— Task requirements —
Below this line is a set of entries; quote exactly the lines from the line that contains "charred wood log | locate" to the line that contains "burning charcoal | locate", both lines included.

— Records for the exercise —
*** Block opens ***
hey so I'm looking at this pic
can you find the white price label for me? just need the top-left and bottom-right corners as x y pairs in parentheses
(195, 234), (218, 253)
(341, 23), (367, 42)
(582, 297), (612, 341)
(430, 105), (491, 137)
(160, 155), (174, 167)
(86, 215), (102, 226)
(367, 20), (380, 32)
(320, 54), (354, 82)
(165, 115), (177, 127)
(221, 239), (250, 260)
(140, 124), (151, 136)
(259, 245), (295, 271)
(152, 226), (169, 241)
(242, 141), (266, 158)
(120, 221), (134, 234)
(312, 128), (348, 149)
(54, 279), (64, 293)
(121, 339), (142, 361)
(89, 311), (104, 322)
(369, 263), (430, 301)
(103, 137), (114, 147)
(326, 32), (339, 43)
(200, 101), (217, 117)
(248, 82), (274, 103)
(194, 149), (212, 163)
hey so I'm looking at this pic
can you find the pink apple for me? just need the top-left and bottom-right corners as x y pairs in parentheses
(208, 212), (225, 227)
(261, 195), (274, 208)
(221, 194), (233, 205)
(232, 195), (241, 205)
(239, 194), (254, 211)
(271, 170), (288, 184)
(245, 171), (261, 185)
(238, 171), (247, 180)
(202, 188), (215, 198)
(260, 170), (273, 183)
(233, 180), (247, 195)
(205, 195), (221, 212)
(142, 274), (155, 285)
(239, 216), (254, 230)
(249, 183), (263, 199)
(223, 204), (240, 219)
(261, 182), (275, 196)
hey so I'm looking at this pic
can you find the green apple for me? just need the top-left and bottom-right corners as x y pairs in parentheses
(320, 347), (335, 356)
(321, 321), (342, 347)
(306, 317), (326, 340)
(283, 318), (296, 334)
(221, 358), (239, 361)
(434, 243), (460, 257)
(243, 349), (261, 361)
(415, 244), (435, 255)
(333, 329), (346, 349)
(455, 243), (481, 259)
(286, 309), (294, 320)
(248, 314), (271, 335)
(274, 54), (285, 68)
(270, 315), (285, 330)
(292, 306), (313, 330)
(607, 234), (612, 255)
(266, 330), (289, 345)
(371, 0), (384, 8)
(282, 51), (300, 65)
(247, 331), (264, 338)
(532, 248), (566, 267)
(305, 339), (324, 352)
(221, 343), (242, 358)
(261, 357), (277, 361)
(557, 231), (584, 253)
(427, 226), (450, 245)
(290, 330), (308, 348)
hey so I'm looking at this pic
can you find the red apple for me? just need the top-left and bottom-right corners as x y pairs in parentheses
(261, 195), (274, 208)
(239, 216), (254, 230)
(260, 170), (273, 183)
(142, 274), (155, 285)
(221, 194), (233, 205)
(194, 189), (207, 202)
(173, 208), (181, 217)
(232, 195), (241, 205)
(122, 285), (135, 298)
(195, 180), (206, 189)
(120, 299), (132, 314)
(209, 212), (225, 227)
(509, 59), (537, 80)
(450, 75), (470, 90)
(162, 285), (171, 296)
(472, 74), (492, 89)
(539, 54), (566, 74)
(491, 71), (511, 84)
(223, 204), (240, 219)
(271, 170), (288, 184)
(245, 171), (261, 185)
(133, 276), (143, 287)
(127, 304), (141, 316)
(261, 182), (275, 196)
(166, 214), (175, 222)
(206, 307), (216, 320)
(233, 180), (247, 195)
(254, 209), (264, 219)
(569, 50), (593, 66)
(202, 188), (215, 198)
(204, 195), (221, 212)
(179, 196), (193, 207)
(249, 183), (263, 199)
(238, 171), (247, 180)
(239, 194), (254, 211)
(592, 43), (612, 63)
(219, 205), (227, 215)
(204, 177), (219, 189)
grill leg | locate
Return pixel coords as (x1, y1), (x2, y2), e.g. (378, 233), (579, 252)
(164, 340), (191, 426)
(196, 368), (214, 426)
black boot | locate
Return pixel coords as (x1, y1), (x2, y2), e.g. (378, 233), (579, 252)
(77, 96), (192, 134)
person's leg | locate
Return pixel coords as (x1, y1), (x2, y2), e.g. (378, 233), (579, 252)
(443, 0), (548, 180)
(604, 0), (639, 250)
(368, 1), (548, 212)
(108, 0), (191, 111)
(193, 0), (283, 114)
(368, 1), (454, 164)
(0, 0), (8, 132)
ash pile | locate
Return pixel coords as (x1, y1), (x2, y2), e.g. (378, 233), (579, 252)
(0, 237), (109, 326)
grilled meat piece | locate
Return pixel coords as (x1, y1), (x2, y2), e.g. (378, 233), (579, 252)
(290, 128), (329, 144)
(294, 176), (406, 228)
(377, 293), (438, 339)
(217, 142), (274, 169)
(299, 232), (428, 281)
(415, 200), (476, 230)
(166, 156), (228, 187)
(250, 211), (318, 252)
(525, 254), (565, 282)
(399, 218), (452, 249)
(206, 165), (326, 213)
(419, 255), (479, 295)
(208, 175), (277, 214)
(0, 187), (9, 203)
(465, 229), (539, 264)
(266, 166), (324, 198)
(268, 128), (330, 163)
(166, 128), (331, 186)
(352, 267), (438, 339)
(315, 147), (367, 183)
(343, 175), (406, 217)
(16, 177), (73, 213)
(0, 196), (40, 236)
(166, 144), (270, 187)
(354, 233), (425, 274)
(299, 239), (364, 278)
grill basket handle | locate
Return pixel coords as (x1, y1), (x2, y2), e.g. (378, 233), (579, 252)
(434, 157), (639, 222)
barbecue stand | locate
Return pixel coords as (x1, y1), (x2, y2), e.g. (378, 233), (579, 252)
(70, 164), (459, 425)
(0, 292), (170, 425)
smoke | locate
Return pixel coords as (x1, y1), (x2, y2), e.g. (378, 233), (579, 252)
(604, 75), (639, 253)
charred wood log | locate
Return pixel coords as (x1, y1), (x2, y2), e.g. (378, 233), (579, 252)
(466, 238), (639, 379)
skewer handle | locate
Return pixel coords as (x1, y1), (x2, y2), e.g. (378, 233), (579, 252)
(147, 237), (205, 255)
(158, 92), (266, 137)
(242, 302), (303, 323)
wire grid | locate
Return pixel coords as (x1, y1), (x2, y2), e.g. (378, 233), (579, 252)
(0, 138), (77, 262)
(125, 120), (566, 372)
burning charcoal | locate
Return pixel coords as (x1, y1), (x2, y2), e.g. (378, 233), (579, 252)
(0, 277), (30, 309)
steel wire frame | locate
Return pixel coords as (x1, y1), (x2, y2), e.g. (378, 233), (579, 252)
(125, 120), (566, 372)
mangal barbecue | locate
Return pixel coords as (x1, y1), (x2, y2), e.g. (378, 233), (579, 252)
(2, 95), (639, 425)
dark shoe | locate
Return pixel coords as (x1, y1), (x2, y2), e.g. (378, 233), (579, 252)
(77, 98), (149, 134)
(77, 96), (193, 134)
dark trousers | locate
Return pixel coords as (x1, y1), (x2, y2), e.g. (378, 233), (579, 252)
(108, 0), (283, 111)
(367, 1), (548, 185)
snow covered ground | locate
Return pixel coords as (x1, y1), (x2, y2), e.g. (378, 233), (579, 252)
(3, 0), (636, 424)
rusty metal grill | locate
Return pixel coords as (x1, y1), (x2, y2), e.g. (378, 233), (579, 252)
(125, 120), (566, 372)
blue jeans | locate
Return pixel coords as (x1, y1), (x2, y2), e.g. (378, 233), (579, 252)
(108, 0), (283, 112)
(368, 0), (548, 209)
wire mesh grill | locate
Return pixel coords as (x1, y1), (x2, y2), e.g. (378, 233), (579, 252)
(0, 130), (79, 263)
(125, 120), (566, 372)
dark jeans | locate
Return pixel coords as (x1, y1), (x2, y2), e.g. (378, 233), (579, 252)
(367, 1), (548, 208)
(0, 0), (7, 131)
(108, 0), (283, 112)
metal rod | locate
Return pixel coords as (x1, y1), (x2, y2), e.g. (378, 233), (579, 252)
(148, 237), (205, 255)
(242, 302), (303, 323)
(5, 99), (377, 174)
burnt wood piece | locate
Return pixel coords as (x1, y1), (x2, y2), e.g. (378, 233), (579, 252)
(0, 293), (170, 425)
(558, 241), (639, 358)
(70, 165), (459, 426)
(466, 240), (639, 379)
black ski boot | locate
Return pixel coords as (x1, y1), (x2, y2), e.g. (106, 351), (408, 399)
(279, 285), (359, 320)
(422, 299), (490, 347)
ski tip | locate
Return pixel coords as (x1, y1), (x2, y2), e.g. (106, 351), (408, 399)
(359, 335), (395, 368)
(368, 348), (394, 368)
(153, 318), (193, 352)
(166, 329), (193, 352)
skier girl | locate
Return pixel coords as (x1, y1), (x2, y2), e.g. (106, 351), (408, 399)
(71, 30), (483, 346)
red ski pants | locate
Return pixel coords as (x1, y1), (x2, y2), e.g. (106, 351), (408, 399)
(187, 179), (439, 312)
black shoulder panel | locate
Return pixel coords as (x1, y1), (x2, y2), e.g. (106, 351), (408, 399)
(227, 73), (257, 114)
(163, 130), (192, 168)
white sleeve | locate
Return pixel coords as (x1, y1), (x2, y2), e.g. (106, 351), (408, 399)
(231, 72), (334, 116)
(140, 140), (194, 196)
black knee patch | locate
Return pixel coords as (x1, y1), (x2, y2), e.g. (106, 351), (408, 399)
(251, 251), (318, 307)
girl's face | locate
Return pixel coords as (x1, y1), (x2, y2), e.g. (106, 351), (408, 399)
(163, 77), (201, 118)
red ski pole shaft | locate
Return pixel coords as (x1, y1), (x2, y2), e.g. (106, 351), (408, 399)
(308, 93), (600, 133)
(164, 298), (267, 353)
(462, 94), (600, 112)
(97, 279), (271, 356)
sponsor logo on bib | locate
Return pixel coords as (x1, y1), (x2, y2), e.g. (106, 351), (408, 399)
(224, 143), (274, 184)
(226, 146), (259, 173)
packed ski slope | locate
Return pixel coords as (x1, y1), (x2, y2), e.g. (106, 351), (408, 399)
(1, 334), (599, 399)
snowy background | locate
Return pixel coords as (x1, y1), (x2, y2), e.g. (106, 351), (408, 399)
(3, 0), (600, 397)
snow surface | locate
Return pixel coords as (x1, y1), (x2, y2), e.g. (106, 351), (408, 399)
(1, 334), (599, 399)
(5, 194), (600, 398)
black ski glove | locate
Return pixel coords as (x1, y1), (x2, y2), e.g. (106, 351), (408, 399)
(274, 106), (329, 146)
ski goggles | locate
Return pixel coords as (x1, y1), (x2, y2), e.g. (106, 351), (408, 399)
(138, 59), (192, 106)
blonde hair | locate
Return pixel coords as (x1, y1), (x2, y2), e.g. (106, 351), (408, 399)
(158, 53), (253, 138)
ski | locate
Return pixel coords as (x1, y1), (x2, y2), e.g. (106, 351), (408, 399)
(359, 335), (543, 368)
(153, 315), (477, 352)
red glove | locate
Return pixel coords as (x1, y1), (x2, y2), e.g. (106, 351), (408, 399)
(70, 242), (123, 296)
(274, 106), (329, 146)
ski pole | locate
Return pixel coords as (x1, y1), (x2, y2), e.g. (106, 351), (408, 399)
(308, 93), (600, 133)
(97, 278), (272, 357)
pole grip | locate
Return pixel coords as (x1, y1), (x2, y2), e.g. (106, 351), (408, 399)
*** Block closes ***
— Exercise answer —
charred wood log | locate
Return pixel coords as (x1, y1), (x2, y2), e.g. (378, 233), (579, 252)
(466, 238), (639, 379)
skewer handle | locate
Return pixel coords as (x1, y1), (x2, y2), e.g. (378, 233), (579, 252)
(147, 237), (205, 255)
(158, 92), (266, 137)
(242, 302), (303, 323)
wire grid | locate
Return pixel coords as (x1, y1), (x2, y2), e.g. (378, 233), (579, 252)
(0, 138), (77, 262)
(125, 120), (566, 372)
burning charcoal | locate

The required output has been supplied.